* Work item *
In the listing below, please print the line that contains "Where can you find the hand's" and every line that follows it, exactly.

⟨

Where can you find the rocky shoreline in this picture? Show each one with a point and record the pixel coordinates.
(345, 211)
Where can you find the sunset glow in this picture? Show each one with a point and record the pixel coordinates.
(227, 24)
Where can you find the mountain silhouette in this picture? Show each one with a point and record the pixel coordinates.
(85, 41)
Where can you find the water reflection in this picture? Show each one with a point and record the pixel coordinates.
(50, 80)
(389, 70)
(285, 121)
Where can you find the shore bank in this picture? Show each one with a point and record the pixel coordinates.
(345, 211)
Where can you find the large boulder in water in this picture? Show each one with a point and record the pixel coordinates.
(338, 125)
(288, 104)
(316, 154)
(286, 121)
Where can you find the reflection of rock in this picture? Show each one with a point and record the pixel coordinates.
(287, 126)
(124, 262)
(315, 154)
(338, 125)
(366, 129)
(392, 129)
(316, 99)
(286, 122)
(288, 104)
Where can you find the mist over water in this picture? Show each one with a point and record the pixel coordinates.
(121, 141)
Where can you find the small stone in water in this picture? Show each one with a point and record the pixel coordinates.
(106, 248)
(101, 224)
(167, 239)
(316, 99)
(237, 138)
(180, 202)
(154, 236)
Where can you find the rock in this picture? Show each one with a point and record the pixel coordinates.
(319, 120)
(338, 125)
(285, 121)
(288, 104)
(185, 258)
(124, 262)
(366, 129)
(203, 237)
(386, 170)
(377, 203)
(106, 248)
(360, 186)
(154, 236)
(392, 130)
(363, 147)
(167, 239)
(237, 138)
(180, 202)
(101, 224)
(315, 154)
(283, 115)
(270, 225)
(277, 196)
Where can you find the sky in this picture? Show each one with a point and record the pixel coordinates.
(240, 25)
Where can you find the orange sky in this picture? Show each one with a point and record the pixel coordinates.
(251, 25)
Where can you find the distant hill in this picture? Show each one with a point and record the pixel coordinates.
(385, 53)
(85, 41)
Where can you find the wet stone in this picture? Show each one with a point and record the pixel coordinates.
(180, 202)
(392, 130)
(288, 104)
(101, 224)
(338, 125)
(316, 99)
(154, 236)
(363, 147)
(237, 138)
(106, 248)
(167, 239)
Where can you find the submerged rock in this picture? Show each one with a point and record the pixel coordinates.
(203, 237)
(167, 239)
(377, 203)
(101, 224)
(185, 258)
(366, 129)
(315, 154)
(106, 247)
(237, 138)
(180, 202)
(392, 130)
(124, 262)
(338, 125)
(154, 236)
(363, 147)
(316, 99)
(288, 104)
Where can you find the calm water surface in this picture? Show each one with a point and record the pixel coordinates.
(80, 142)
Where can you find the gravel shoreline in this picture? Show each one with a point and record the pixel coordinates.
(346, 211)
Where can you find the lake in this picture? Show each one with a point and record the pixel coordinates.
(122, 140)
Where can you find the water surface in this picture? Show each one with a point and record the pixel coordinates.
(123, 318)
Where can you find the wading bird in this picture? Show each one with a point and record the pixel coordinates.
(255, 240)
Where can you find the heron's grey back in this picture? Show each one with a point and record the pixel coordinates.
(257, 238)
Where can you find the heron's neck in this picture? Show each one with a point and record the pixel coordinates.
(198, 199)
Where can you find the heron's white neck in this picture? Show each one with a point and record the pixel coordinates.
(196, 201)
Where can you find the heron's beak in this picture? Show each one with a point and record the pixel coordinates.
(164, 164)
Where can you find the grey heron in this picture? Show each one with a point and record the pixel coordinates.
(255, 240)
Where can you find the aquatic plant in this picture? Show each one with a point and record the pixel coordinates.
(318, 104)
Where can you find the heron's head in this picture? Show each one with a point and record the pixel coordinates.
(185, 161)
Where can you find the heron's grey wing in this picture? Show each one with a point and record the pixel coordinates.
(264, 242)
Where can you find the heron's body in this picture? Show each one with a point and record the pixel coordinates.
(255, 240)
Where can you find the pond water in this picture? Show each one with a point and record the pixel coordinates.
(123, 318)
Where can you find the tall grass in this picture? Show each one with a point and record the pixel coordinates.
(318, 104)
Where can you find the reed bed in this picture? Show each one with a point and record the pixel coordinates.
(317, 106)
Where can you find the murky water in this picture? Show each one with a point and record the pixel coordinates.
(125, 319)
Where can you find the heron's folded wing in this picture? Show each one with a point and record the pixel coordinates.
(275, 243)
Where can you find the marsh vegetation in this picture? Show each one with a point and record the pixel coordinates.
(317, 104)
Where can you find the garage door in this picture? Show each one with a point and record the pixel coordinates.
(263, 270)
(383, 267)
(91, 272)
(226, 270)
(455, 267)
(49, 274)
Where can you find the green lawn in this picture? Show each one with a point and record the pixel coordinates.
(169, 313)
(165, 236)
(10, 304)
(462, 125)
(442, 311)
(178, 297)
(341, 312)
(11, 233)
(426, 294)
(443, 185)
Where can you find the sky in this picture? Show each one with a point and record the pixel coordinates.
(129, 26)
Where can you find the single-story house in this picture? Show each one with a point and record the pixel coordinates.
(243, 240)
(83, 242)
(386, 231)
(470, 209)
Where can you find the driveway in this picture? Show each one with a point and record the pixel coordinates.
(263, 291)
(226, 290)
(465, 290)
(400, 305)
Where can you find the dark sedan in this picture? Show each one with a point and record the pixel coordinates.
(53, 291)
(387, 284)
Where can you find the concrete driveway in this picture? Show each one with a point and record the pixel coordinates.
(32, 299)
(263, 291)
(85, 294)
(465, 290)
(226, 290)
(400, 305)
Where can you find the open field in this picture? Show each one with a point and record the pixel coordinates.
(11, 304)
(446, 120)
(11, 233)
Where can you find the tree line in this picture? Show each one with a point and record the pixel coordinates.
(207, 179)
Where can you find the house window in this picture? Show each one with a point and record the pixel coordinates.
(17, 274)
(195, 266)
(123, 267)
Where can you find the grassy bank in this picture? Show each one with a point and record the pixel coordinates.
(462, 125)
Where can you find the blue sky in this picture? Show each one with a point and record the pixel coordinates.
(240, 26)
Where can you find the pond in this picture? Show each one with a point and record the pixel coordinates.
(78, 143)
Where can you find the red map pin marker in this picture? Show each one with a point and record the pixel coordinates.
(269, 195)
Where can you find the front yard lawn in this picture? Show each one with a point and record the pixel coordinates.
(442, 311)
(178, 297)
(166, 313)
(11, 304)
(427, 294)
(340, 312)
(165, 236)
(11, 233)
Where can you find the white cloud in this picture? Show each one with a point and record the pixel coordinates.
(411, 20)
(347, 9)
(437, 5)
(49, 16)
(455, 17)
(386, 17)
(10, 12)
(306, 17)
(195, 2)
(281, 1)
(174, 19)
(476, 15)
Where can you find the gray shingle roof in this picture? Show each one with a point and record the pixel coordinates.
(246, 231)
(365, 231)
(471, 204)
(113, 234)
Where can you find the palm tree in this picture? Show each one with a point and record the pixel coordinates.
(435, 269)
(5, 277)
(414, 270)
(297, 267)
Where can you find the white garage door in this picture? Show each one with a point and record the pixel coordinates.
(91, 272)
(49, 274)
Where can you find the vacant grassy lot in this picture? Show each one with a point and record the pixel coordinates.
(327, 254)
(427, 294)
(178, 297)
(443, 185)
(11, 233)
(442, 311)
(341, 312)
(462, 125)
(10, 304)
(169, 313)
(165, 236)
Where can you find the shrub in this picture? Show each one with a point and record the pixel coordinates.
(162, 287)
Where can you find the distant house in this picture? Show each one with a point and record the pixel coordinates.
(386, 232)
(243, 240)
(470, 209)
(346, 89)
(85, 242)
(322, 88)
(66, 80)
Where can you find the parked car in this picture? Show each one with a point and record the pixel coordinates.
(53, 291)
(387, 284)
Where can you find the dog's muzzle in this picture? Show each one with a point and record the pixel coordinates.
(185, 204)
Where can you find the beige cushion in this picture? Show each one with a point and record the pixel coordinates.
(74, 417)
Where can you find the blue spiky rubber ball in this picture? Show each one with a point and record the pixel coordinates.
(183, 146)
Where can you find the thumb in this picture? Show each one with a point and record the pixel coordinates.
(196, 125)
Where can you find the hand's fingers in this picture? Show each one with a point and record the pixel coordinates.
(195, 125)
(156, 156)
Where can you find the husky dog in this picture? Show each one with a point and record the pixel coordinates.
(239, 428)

⟩

* Answer area *
Where can you find the hand's fingers in this picture? Show each one with a point and record the pixel coordinates.
(195, 125)
(156, 156)
Where can you find the husky dog in this picture? Show each one with a point and record the pixel coordinates.
(239, 428)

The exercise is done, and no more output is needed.